[Data excerpts]
++++

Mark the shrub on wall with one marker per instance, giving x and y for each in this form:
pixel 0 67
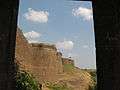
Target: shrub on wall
pixel 25 81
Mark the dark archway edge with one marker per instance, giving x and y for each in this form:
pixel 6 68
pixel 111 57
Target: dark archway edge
pixel 107 39
pixel 106 15
pixel 8 25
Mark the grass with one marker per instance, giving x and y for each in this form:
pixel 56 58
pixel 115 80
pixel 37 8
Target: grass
pixel 58 87
pixel 25 81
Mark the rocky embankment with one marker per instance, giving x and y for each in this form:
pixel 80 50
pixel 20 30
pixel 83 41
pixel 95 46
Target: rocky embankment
pixel 48 66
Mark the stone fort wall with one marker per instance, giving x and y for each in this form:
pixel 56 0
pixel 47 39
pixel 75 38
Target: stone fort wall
pixel 41 59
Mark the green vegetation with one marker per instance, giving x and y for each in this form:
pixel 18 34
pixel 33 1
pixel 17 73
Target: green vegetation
pixel 58 87
pixel 25 81
pixel 94 77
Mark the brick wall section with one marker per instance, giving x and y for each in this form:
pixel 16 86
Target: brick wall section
pixel 67 61
pixel 41 59
pixel 47 61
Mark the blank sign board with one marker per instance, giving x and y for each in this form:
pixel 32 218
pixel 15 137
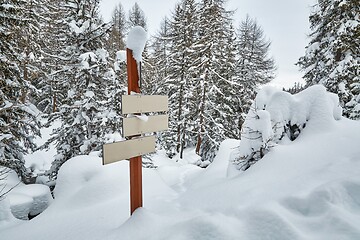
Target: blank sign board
pixel 135 126
pixel 144 103
pixel 118 151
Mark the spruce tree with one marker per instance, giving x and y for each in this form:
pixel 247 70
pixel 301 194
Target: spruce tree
pixel 213 90
pixel 18 123
pixel 137 17
pixel 86 113
pixel 254 66
pixel 180 77
pixel 118 30
pixel 332 56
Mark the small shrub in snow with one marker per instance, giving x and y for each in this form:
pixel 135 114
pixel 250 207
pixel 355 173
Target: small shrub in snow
pixel 276 115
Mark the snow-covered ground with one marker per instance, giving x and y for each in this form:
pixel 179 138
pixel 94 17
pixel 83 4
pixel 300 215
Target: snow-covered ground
pixel 308 188
pixel 305 189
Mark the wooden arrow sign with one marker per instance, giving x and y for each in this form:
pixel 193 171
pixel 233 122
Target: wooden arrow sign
pixel 117 151
pixel 135 126
pixel 143 103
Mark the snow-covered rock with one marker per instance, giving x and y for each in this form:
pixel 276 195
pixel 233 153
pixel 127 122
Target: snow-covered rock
pixel 276 115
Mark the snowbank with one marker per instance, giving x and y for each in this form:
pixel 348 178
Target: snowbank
pixel 136 41
pixel 303 189
pixel 276 116
pixel 26 200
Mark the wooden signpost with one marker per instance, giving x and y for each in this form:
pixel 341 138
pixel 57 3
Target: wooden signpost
pixel 133 128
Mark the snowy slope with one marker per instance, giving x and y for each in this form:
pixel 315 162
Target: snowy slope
pixel 306 189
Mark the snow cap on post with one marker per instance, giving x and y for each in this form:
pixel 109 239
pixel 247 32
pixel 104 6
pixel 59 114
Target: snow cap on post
pixel 136 41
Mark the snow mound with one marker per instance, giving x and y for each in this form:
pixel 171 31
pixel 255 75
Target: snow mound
pixel 303 189
pixel 38 193
pixel 276 115
pixel 26 200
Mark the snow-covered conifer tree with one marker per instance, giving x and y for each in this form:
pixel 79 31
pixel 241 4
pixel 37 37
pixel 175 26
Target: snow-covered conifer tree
pixel 213 90
pixel 137 17
pixel 86 113
pixel 254 67
pixel 18 124
pixel 332 57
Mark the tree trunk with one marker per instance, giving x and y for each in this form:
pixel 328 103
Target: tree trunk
pixel 201 123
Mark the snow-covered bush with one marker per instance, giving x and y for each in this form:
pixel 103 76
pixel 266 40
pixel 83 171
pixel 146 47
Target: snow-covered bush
pixel 276 115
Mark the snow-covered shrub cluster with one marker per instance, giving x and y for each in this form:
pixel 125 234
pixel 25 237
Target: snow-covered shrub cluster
pixel 276 115
pixel 24 201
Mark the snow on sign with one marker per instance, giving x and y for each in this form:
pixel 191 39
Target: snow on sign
pixel 139 125
pixel 143 103
pixel 114 152
pixel 134 127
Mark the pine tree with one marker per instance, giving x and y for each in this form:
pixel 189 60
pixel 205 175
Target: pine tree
pixel 332 56
pixel 254 66
pixel 118 30
pixel 213 90
pixel 137 17
pixel 86 114
pixel 18 123
pixel 180 77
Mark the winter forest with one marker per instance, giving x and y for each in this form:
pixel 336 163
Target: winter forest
pixel 63 71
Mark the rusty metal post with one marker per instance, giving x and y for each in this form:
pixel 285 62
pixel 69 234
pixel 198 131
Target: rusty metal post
pixel 135 162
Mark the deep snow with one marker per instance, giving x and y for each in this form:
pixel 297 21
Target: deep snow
pixel 306 189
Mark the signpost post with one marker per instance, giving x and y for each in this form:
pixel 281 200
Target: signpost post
pixel 133 128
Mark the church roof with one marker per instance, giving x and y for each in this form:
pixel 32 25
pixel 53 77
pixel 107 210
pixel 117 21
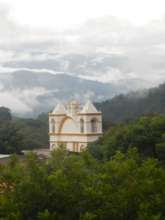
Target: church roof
pixel 89 108
pixel 59 109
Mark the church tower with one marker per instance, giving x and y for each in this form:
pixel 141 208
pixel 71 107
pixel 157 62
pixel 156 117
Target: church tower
pixel 74 126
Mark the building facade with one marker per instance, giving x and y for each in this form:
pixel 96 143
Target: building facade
pixel 74 126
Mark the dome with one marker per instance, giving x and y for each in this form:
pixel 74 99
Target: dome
pixel 89 108
pixel 59 109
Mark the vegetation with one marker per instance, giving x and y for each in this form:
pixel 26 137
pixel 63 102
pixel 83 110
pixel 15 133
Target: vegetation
pixel 147 134
pixel 121 177
pixel 18 134
pixel 133 105
pixel 71 187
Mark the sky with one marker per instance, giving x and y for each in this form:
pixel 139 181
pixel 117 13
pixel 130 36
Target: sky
pixel 61 14
pixel 103 40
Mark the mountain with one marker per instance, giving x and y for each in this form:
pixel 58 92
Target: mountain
pixel 134 104
pixel 30 93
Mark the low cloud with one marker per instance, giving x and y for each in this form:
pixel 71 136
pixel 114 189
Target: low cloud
pixel 106 49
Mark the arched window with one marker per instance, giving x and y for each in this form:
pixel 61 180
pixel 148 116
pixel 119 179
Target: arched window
pixel 53 126
pixel 94 125
pixel 81 125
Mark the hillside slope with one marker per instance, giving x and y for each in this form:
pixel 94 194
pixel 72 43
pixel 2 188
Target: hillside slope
pixel 132 105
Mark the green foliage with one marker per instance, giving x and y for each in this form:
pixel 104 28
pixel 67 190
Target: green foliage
pixel 128 107
pixel 5 114
pixel 71 187
pixel 146 134
pixel 10 139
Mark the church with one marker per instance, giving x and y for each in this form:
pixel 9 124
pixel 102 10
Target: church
pixel 74 126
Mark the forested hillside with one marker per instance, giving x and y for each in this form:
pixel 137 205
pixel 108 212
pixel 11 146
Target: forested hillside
pixel 18 134
pixel 133 105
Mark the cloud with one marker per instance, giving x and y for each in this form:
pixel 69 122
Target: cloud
pixel 105 49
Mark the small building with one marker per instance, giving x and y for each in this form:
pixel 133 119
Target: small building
pixel 74 126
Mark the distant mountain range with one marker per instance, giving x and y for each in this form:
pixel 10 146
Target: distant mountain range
pixel 29 93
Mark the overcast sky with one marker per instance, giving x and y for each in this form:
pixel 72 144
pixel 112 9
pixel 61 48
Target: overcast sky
pixel 132 32
pixel 67 13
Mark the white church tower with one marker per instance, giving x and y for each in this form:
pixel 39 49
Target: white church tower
pixel 74 126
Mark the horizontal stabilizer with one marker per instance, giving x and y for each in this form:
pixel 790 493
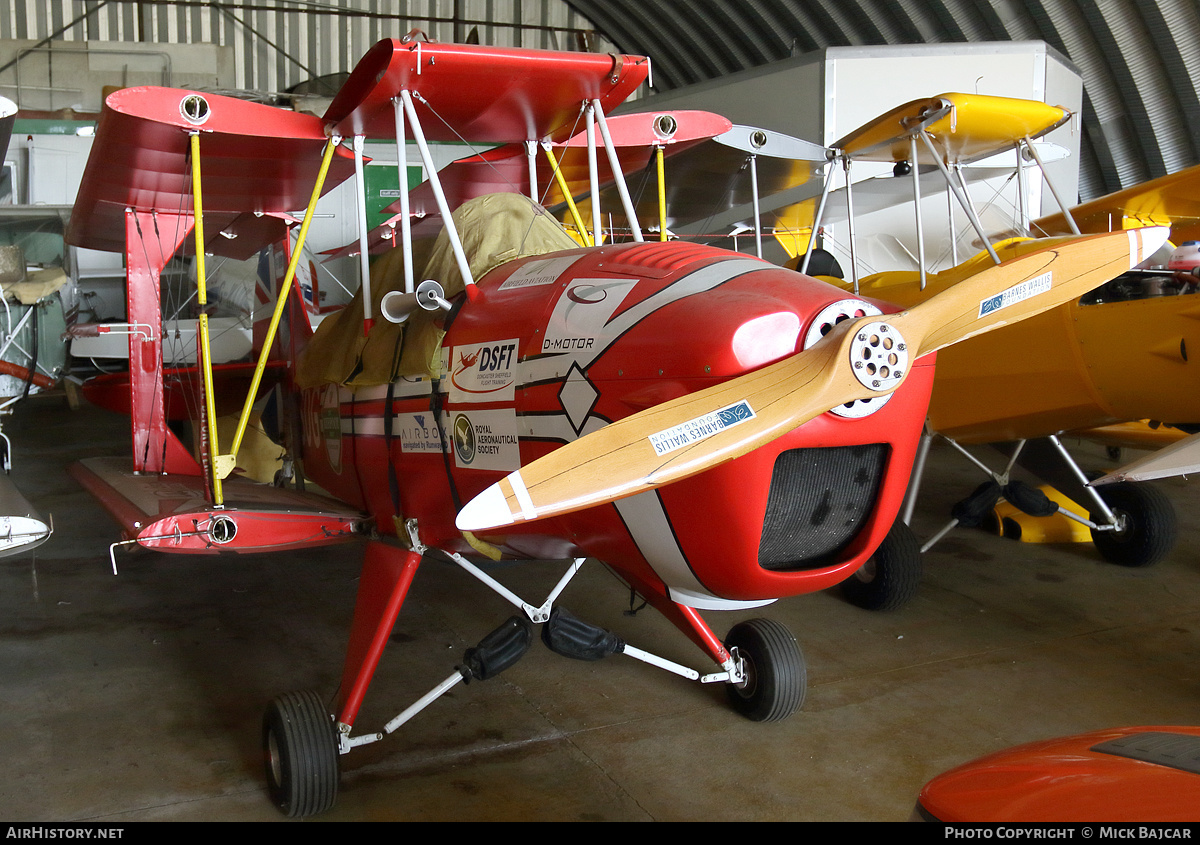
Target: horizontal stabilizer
pixel 1180 459
pixel 22 528
pixel 171 514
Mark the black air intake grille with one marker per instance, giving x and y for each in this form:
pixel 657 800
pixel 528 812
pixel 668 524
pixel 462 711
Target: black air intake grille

++++

[Do this] Going from the line with "Mark the distant" to the last line of the listing, write out each line exactly and nothing else. Leave out all pictures.

[Correct response]
Mark the distant mountain range with one marker per instance, giving x and y for each in this form:
pixel 10 146
Target: distant mountain range
pixel 29 93
Mark the overcast sky with one marker per instance, giving x and y for each in this form:
pixel 72 144
pixel 112 9
pixel 61 48
Target: overcast sky
pixel 132 32
pixel 67 13
Mark the white church tower with one marker per instance, giving x and y for each in this form:
pixel 39 49
Target: white church tower
pixel 74 126
Mark the horizontal stabilizer with one marker per instance, giving x and y for each in this form:
pixel 790 493
Target: horizontal stabilizer
pixel 1180 459
pixel 22 528
pixel 171 514
Mark the black air intake grille with one marker per instance, giving x and y for each in this form:
pixel 657 800
pixel 528 812
pixel 668 524
pixel 462 711
Target: black air intake grille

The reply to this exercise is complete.